Just in case you were curious, I did a small test case to see what javac would compile the switch to. From this (slightly modified) source:
public static void main(final String[] args) {
final int caseNum = 2;
switch (caseNum) {
case 1:
System.out.println("Happy");
break;
case 2:
System.out.println("Birthday");
break;
case 3:
System.out.println("To the ground!");
break;
default:
System.out.println("<3");
break;
}
}
You get this bytecode:
public static void main(java.lang.String[]);
Code:
0: iconst_2
1: tableswitch { // 1 to 3
1: 28
2: 39
3: 50
default: 61
}
28: getstatic #2 // Field java/lang/System.out:Ljava/io/PrintStream;
31: ldc #3 // String Happy
33: invokevirtual #4 // Method java/io/PrintStream.println:(Ljava/lang/String;)V
36: goto 69
39: getstatic #2 // Field java/lang/System.out:Ljava/io/PrintStream;
42: ldc #5 // String Birthday
44: invokevirtual #4 // Method java/io/PrintStream.println:(Ljava/lang/String;)V
47: goto 69
50: getstatic #2 // Field java/lang/System.out:Ljava/io/PrintStream;
53: ldc #6 // String To the ground!

DATA SECTION -
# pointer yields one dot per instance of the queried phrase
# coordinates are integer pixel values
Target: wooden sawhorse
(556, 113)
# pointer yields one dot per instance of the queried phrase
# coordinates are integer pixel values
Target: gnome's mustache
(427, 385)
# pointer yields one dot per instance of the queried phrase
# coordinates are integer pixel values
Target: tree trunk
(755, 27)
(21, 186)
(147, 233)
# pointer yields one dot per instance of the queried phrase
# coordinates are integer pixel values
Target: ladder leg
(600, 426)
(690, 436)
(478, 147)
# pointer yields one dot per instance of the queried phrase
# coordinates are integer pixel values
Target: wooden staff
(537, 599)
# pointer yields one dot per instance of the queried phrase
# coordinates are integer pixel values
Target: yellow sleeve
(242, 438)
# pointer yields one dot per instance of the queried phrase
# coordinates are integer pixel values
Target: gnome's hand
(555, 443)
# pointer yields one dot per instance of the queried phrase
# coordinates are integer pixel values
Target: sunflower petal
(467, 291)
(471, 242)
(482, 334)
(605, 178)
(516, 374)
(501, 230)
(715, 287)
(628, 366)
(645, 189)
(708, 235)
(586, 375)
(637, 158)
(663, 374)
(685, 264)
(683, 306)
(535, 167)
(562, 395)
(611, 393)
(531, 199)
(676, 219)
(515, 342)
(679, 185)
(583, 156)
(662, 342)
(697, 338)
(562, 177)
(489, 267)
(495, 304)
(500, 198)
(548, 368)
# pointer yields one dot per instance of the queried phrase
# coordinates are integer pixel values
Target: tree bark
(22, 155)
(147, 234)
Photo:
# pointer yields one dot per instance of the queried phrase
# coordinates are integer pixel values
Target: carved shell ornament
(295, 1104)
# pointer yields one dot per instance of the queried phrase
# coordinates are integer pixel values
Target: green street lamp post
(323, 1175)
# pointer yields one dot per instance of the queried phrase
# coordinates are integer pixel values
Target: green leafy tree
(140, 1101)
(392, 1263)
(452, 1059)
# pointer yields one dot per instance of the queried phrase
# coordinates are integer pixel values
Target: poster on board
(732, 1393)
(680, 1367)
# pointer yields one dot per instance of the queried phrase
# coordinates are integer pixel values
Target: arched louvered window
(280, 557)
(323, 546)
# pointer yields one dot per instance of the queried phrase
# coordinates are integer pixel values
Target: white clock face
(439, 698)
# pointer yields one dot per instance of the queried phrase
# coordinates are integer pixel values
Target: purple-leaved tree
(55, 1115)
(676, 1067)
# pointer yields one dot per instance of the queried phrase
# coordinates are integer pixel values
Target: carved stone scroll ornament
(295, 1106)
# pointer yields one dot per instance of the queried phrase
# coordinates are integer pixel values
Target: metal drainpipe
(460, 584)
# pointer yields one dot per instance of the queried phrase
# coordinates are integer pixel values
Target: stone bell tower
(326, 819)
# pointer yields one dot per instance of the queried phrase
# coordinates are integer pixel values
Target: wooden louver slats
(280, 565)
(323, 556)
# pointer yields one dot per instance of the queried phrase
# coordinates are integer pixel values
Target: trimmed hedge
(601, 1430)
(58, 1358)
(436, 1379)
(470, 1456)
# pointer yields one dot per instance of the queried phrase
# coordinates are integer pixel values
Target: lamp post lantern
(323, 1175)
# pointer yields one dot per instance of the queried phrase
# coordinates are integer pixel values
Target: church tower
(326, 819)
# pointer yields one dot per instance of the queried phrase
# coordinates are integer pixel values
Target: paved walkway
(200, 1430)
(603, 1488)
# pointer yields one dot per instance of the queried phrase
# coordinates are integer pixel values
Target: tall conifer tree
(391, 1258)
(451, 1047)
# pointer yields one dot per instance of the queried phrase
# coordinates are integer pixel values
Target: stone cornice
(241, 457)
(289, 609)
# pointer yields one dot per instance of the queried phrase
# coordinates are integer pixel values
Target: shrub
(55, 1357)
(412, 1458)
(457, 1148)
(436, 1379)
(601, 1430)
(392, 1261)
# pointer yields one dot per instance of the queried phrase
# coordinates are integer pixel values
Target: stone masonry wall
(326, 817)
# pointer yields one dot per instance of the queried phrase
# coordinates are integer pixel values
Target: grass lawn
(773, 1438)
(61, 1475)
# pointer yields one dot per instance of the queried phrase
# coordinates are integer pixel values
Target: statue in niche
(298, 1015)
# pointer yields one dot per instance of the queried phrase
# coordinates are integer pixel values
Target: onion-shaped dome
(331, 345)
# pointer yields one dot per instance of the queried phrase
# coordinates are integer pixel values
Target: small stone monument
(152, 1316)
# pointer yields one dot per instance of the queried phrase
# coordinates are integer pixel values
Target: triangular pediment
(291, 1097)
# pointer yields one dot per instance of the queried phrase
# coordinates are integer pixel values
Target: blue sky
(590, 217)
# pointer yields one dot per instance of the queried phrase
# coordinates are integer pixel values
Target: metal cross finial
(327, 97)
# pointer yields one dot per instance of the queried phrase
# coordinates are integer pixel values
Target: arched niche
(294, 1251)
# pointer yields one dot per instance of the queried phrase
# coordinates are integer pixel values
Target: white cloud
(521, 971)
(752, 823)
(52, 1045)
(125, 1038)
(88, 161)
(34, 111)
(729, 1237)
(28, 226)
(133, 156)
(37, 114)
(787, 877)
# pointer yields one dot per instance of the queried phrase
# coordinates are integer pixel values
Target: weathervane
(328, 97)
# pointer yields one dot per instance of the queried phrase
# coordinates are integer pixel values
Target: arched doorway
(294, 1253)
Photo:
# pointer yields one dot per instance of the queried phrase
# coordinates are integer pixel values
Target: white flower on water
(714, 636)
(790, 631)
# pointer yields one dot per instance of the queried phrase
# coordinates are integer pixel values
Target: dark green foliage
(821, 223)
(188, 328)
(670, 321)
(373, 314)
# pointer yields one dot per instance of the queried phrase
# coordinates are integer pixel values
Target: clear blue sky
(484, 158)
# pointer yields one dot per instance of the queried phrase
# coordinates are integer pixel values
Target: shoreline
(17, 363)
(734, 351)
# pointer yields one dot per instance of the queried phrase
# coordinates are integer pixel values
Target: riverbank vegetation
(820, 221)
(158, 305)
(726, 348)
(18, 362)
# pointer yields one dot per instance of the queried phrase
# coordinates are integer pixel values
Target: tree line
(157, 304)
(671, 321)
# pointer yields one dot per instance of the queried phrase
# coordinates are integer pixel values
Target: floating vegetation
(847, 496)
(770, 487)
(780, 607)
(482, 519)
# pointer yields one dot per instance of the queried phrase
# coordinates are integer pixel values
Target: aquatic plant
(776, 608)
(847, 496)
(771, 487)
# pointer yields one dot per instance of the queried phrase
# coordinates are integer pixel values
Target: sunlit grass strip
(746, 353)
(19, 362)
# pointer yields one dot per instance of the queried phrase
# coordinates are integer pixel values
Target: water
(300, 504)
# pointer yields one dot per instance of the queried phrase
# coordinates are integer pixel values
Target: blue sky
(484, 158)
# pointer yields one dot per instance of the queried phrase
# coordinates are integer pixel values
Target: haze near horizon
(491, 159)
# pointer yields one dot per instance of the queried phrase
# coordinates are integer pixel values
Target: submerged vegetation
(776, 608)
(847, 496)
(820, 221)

GIVEN INSTRUCTION A - Do these statements agree with the javac switch excerpt? Answer yes or no for each, quoting the deciding words: (i) caseNum is declared final with the value 2; (ii) javac compiled the switch to a lookupswitch instruction; (iii) the default branch jumps to offset 50.
GIVEN INSTRUCTION B - Could you write the next part of the javac switch excerpt, starting after its last line?
The listing has no role in any of this work.

EXPECTED OUTPUT A -
(i) Yes: "final int caseNum = 2;"
(ii) No: "tableswitch { // 1 to 3"
(iii) No: "default: 61"

EXPECTED OUTPUT B -
55: invokevirtual #4 // Method java/io/PrintStream.println:(Ljava/lang/String;)V
58: goto 69
61: getstatic #2 // Field java/lang/System.out:Ljava/io/PrintStream;
64: ldc #7 // String <3
66: invokevirtual #4 // Method java/io/PrintStream.println:(Ljava/lang/String;)V
69: return
So at least for this small switch, a jump table seems to be used. I have heard that the way switches are compiled depends partly on their size, but I don't know the exact point at which the implementation changes. 20 cases still seem to be implemented as a jump table...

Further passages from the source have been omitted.